*Problem details:*
Please tally how many lines in the entries below include the word "column", giving only the number.

_ _ _

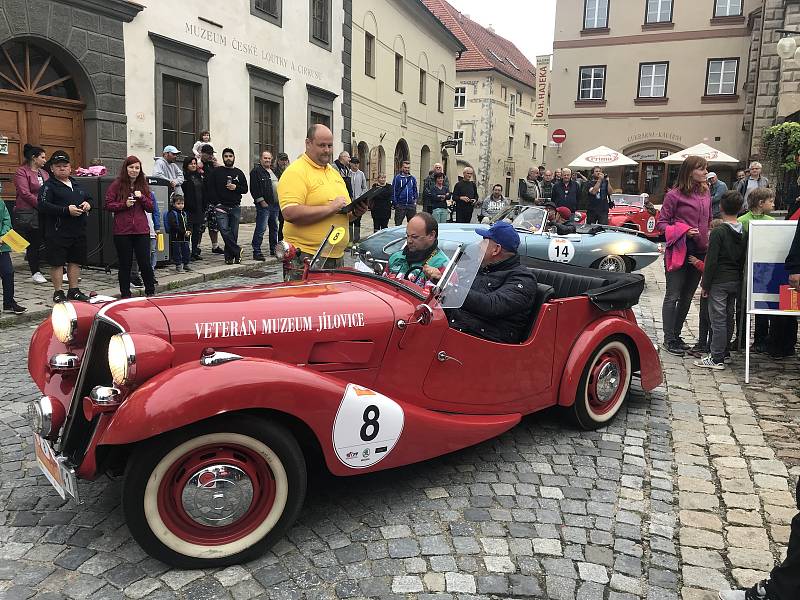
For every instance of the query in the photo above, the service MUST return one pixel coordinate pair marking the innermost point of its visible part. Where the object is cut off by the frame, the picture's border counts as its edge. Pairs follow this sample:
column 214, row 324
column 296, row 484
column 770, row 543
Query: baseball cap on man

_ _ _

*Solution for this problem:*
3